■ **Zu erledigende Aufgaben**:
1/ An welchem Tag wurde die Patentanmeldung eingereicht, um die es in dem Gerichtsbeschluss zur Parkettlamelle geht?
2/ Setze bitte den Gerichtsbeschluss zur Parkettlamelle nach seinem letzten Satz fort.

■ **Dokument**:
◇ ◇ ◇ ◇

Bundespatentgericht:
Beschluss vom 10. November 2003
Aktenzeichen: 15 W (pat) 302/03

(BPatG: Beschluss v. 10.11.2003, Az.: 15 W (pat) 302/03)




Zusammenfassung der Gerichtsentscheidung

Der Beschluss des Bundespatentgerichts vom 10. November 2003 mit dem Aktenzeichen 15 W (pat) 302/03 besagt, dass das Patent widerrufen wird. Das Patent wurde auf eine eingereichte Patentanmeldung für eine Parkettlamelle erteilt. Die Einsprüche gegen das Patent basierten auf der Behauptung, dass der Gegenstand des Patents weder neu noch erfinderisch sei. Es wurden verschiedene Literaturstellen als Beweismittel vorgelegt. Sowohl der Hauptantrag als auch der Hilfsantrag der Patentinhaberin wurden abgelehnt, da die Merkmale der Patentansprüche nicht als erfinderisch erachtet wurden. Die Parkettelemente, die in den Ansprüchen beschrieben werden, waren nicht ausreichend neu oder erfinderisch und daher nicht patentierbar. Der Beschluss enthält umfangreiche rechtliche und technische Argumentationen zur Begründung dieser Feststellung.




Die Gerichtsentscheidung im Volltext:

BPatG: Beschluss v. 10.11.2003, Az: 15 W (pat) 302/03


Tenor

Das Patent wird widerrufen.

Gründe

I.

Auf die am 7. Juni 1999 eingereichte Patentanmeldung mit dem Aktenzeichen 199 25 865.1-25 hat das Deutsche Patent- und Markenamt ein Patent mit der Bezeichnung

"Parkettlamelle, sowie hieraus hergestelltes Parkettelement und Verfahren zur Herstellung eines Fußbodenpaneels"

erteilt. Der Tag der Veröffentlichung der Patenterteilung ist der 7. März 2002.

Die Patentansprüche 1 bis 4 gemäß Streitpatent haben folgenden Wortlaut:

"1. Parkettlamelle mit zwei Langseiten (4, 6) und zwei Schmalseiten (8, 10), wobei die Stirnflächen der Langseiten und der Schmalseiten jeweils zumindest über einen Teil ihrer Höhenerstreckung mit einer Imprägnierung versehen sind.

2. Parkettlamelle nach Anspruch 1, dadurch gekennzeichnet, daß sich die Imprägnierung über die gesamte Höhenerstreckung der Schmalseiten (8, 10) und/oder der Langseiten (4, 6) erstreckt.

◇ ◇ ◇ ◇

■ **Vorliegende Einträge**:
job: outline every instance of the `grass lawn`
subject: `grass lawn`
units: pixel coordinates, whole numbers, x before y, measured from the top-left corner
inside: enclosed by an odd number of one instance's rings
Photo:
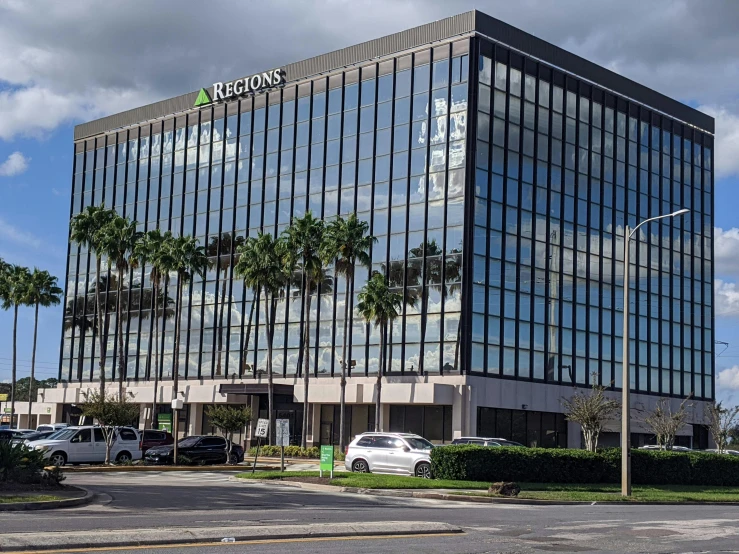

◇ ◇ ◇ ◇

■ **Gegebene Antworten**:
1/ Am 7. Juni 1999.

2/
3. Parkettelement mit einer Vielzahl von Parkettlamellen (2) nach Patentanspruch 1 oder 2, die auf einer Tragschicht (18) angeordnet sind.

4. Verfahren zum Herstellen eines Fußbodenpaneels, mit einer Mittel- oder Tragschicht (18), auf deren Auflagefläche ein Rückzug und auf deren Oberfläche eine Vielzahl von Parkettlamellen aufgebracht werden, dadurch gekennzeichnet, daß die Stirnflächen der Langseiten und Schmalseiten jeder Parkettlamelle (2) vor dem Verleimen mit der Tragschicht (18) zumindest über einen Teil ihrer Höhenerstreckung mit einer Imprägnierung versehen werden."

Der vorliegende Einspruch wendet sich mit der Begründung der mangelnden Neuheit des Gegenstands der Patentansprüche 1 bis 3 und der mangelnden erfinderischen Tätigkeit des Gegenstands von Patentanspruch 4 gegen das Patent, und zwar unter Heranziehung folgender Literaturstellen:

Im Einspruchsschriftsatz:

(E1) WO 97/47834 A1

(E2) Lueger, Lexikon der Werkstoffe und Werkstoffprüfung, Deutsche Verlags-Anstalt, 1961, S. 388, Stichwort "Kunststoffe",

(E3) DE 82 02 573 U1

(E4) Lexikon, Werkstofftechnik, VDI-Verlag, 1991, S. 1096, Stichwort "Versiegelung" und

(E5) Jowat News, Ausgabe 05/99.

Mit Eingabe der Einsprechenden vom 10. März 2003 eingeführt:

(E6) DE 198 41 433 A1.

Mit Schreiben vom 13. Oktober 2003 sind vom Senat mit Hinweis auf eine mögliche Relevanz bezüglich der erfinderischen Tätigkeit noch folgende Druckschriften in das Verfahren eingeführt worden:

(E7) EP 0 903 451 A2 und

(E8) DE 296 10 462 U1.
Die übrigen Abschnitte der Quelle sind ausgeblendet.